(題目要求 1)
依據關於衛斯理主日的節錄文字,回答下列三題:
(a) 今年的「衛斯理主日」正逢教會年曆中的哪一個日子?
(b) 使徒們在第一個聖靈降臨節時,是在什麼人面前表達耶穌基督工作的意義?
(c) 文中「我」過去對約翰衛斯理有什麼印象?
(題目要求 2) 列出關於衛斯理主日的節錄文字中提到的所有節期或紀念日名稱。
(題目要求 3) 從關於衛斯理主日的節錄文字最後一句之後接續寫下去。

今年的「衛斯理主日」正逢教會年曆中的重要日子—聖靈降臨節(Pentecost)。根據使徒行傳第二章的記載,兩千多年前第一個聖靈降臨節的時候,也就是耶穌升天後的第一個五旬節,聖靈強烈地工作,使得那批原本曾經因耶穌受難而喪膽的使徒們,也就是那群在耶穌升天時還以為基督的工作是復興以色列國的門徒們,突然勇敢地在返鄉朝聖的會眾面前,清楚地將耶穌基督工作的意義表達出來。在這強烈的聖靈工作之後,教會於是誕生了。所以今年的聖靈降臨節不但紀念普世教會的生日,同時也紀念循道衛理宗的發軔,這都是聖靈的工作且意義深遠。
然而,我們仍須思想一個問題,到底這個十八世紀的運動與我們今日的信徒,或此時此地在台灣的信徒有何意義?特別在一個新的時代來臨的台灣,有何意義?
要探索這個問題,我們必須先了解衛斯理思想的特色。過去有人,包括我自己在內,對約翰衛斯理的印象是一個宣教上的英雄;一個騎在馬上孜孜不倦的讀書,以及開展露天佈道的宣教家。但是這些並不足以使衛理宗成為一個世界性的宗派。

(所附資料)
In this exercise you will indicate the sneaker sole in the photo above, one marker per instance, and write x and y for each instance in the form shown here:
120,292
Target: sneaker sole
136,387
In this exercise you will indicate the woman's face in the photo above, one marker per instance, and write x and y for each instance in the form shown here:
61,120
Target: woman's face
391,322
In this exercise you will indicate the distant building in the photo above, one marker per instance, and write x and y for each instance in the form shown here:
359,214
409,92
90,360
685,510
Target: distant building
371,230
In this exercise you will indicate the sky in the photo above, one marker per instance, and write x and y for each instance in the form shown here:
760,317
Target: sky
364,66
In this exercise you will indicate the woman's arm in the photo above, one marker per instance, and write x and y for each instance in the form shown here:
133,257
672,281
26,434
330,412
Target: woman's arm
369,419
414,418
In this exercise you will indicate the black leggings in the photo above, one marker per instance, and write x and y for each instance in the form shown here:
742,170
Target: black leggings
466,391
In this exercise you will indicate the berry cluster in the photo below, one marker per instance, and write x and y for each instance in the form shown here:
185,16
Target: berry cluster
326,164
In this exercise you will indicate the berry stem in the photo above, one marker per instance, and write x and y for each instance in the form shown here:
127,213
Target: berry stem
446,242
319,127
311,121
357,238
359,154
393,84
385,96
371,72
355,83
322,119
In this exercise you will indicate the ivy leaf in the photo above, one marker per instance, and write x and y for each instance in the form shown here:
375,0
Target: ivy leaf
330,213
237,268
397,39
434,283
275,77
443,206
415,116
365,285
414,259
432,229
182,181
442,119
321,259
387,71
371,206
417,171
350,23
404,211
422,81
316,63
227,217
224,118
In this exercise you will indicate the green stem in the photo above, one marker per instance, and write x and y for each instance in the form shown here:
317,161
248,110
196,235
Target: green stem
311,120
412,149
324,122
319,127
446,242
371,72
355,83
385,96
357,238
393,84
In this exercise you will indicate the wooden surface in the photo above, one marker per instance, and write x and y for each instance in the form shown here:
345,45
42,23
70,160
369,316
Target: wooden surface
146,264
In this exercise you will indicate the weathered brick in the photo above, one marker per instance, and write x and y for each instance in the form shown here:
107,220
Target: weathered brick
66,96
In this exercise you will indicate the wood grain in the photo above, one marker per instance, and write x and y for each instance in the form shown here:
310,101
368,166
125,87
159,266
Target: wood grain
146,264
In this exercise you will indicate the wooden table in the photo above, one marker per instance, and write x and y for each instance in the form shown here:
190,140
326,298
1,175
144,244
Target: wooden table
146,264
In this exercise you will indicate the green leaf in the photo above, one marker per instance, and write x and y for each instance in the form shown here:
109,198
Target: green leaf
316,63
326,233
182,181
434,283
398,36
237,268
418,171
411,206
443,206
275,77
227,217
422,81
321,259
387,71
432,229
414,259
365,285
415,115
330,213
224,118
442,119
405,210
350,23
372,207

(最終答案 1)
(a) 聖靈降臨節(Pentecost)。
(b) 返鄉朝聖的會眾。
(c) 一個宣教上的英雄,一個騎在馬上孜孜不倦地讀書,並開展露天佈道的宣教家。

(最終答案 2) 衛斯理主日、聖靈降臨節(Pentecost)、五旬節

(最終答案 3)
衛斯理的誕生及其工作正好在整個十八世紀,也就是宗教改革的一百年之後。歐陸的宗教改革固然使得教會不再成為個人救贖的代理者,將教會的聖事及信徒的善工與上帝的恩典分開來;充分地強調上帝的主權,也凸顯了個人與上帝的關係。然而儘管在歐陸的改革陣營中,在神學思想上對上帝的救恩、人的生活行為以及教會的行動之間有很周延的理論體系,但是在信仰實踐上仍存在著若干緊張的關係。其中一個例子就是韋伯(Max Weber 1864-1920)對加爾文信徒的描述:他們在工作成就上採進取的態度,又同時採禁慾式的生活,其背後就是對上帝恩典不確定性所產生的焦慮。這只是其中的例子,其實約翰衛斯理亦多次與歐陸改革陣營中的敬虔派接觸,但都無法令他完全放心地接受這樣的路線。
所以衛斯理嘗試透過基督宗教的不同傳統,重新思索其信息及循道運動的思想方向。他放棄西方教會較靜態的思考模式,改採東方教會較動態(dynamic)的思考方式來鋪陳他的恩典觀。西方教會過去會以靜態「法庭」的概念來瞭解上帝的恩典;如在法庭上,做為法官的上帝,有絕對的權柄,赦免有罪的人。被法官赦免的人,就不能再稱作罪人,因為他已在法庭上得直(justify)了,就不能再控告他了。但是東方從一個較動態的「醫治」概念來瞭解上帝的恩典與人的生活。上帝的恩典就是一種醫治,醫治有病(罪)的人。這需要一段療程,而且這個醫治若是有效,他的病一定會有起色。所以恩典帶來的不只是不被控告的地位,更是一種生活上的轉變。從這裡我們大致可以看到衛斯理成聖觀的輪廓,他並不靜態地處理「因信稱義」、「預定論」、「一次得救永遠得救」這些教義。因為在這些個別的信點(beliefs)上,過於靜態及嚴格推演,就會與實際生活產生疏離。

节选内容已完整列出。